• **Excerpt provided**:

= = = = = = =

Andrea De Falco (born 19 June 1986) is an Italian footballer. He plays for Tre Fiori.

==Career==

===Early career===
He started his career at native club A.C. Ancona. He was awarded number 37 shirt of the first team on 24 January 2004. After making 7 Serie A appearances for the team in the second half of 2003–04 Serie A, he was signed by newly-promoted Serie A team Fiorentina on a free transfer, which Ancona faced bankruptcy and condemnation to Serie C2.

After playing a half season for the Primavera team, he was loaned to Pisa of Serie C1 in the second half of 2004–05 season. De Falco returned to Primavera team on 1 July and finished as runners-up of Campionato Nazionale Primavera losing to Juventus 0–2.

===Pescara===
De Falco was sold to Pescara (Serie B) in a co-ownership deal on 20 June 2006 for a peppercorn of five hundred euro, joining Antonio Aquilanti. In June 2007, Pescara bought De Falco outright by winning the auction between the club, for another five hundred euros.

===Chievo===
De Falco was signed by Chievo in August 2007, for free. However, he was immediately farmed to Taranto in another co-ownership deal, for a peppercorn of five hundred euro. In June 2008 Chievo bought back De Falco for an undisclosed fee.

= = = = = = =

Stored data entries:
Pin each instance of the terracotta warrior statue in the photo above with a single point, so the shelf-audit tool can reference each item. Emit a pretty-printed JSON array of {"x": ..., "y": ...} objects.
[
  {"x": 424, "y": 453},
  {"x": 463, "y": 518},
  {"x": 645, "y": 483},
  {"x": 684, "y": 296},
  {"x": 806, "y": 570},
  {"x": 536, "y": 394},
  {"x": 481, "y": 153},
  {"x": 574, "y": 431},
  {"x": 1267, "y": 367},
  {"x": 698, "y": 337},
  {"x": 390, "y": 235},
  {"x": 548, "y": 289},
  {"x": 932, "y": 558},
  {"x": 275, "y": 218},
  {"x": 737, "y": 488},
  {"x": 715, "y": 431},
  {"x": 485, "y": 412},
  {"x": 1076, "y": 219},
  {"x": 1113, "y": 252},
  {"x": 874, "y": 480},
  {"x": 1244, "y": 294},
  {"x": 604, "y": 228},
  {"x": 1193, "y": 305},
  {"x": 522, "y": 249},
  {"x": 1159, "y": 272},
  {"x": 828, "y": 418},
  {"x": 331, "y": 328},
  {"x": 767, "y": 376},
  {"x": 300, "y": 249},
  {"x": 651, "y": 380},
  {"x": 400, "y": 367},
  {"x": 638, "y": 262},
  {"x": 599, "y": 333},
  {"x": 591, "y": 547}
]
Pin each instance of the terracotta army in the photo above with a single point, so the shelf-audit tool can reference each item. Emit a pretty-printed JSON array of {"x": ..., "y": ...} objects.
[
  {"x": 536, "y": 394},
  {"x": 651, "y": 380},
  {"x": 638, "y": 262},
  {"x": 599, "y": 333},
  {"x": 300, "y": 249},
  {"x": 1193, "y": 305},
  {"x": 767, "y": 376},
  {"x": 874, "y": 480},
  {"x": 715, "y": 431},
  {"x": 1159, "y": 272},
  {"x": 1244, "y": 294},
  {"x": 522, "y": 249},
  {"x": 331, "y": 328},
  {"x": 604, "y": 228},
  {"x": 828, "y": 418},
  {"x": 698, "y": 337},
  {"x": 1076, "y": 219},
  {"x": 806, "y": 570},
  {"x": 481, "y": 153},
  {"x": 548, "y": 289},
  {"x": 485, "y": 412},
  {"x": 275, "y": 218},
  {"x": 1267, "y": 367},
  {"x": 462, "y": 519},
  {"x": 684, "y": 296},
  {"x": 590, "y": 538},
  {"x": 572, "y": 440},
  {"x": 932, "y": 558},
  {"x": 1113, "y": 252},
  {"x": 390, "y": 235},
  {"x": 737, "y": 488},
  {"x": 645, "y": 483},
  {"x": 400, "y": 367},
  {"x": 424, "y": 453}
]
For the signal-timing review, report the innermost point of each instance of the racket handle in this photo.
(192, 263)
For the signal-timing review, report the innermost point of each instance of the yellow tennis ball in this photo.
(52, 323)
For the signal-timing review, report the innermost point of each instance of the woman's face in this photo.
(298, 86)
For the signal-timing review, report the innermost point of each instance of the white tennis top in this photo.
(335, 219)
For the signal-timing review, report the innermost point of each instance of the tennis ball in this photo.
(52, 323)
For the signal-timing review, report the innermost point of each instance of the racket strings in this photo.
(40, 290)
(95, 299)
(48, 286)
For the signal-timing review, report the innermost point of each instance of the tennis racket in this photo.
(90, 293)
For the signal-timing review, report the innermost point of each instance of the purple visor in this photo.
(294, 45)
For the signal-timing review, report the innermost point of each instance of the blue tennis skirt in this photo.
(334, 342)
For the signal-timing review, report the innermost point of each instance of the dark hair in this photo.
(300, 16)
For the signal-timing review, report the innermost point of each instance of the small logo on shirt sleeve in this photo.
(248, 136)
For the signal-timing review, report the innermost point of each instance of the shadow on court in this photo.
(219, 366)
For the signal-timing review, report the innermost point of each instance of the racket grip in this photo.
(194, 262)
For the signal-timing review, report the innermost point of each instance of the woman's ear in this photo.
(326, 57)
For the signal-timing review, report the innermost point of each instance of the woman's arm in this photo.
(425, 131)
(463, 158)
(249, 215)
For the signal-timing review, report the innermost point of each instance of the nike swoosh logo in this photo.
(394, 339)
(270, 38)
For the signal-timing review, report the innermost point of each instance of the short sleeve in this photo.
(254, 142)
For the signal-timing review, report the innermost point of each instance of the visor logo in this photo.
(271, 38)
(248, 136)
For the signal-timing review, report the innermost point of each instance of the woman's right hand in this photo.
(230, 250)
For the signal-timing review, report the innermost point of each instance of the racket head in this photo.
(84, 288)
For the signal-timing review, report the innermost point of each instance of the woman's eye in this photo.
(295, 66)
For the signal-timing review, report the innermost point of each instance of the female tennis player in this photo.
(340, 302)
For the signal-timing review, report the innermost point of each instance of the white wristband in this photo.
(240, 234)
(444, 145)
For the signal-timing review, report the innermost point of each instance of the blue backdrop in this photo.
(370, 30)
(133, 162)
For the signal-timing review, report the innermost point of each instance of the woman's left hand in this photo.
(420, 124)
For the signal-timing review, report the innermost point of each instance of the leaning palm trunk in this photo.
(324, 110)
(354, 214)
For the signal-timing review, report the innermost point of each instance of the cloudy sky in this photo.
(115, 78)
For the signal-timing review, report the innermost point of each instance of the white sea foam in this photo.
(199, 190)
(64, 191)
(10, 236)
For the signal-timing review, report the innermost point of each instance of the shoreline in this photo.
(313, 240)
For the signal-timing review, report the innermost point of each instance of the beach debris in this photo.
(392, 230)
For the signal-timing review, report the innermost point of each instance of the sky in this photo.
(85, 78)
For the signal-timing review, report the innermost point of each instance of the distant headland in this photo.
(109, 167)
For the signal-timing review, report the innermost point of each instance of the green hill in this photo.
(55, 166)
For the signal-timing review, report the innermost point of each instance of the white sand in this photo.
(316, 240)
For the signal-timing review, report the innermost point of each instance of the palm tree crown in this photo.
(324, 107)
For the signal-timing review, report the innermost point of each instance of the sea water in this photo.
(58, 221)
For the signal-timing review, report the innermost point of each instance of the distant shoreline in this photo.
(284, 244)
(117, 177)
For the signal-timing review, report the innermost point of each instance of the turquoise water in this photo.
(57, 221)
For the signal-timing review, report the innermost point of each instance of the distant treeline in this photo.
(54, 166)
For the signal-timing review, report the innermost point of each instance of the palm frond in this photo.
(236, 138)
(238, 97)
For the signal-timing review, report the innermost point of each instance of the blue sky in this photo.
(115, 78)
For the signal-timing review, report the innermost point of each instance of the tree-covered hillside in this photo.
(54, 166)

= = = = = = =

• **Study questions**:
1. Name each Serie division that the footballer text mentions.
2. Continue the text about the footballer from its last sentence.

• **Answers given**:
1. Serie A, Serie C2, Serie C1, Serie B

2.
He returned to Ancona for the 2008/09 season, on loan along with Stefano Olivieri from Chievo.

De Falco then spent 3 more seasons on loan, for Ancona again in 2009–10, Sassuolo in 2010–11 and Bari in 2011–12. De Falco also played once for Chievo in 2011–12 Coppa Italia. Bari did not excised the option to sign De Falco in June 2012. However, the club did in August.

===Bari===
On 27 August 2012 De Falco was exchanged with Nicola Bellomo, plus €350,000 cash to Bari. Both club retained 50% registration rights of their players. De Falco signed a three-year contract. The co-ownership deals were renewed in June 2013. In January 2014 De Falco was signed by S.S. Juve Stabia in a temporary deal. In March 2014 the liquidator of Bari valued the 50% registration rights of De Falco was €161,540.4, instead of the purchase price in 2012 (€1.4 million) nor any partial amortized value. In June 2014 Bari signed De Falco outright, for another €400,000, with Idriz Toskić moved to Chievo also for another €400,000.

===Benevento===
On 16 July 2014 De Falco was signed by Benevento in a two-year contract on a free transfer.

===Reggina===
On 15 January 2019, he signed a 1.5-year contract with Reggina.

===Viterbese===
On 1 August 2019, he joined Viterbese. On 22 February 2021, his contract was terminated by mutual consent.

===Serie D===
On 25 February 2021, he joined Siena in Serie D. On 27 September 2021 he signed with Nereto, also in Serie D.

==Match-fixing-scandal==
De Falco was involved in the 2011–12 Italian football match-fixing scandal.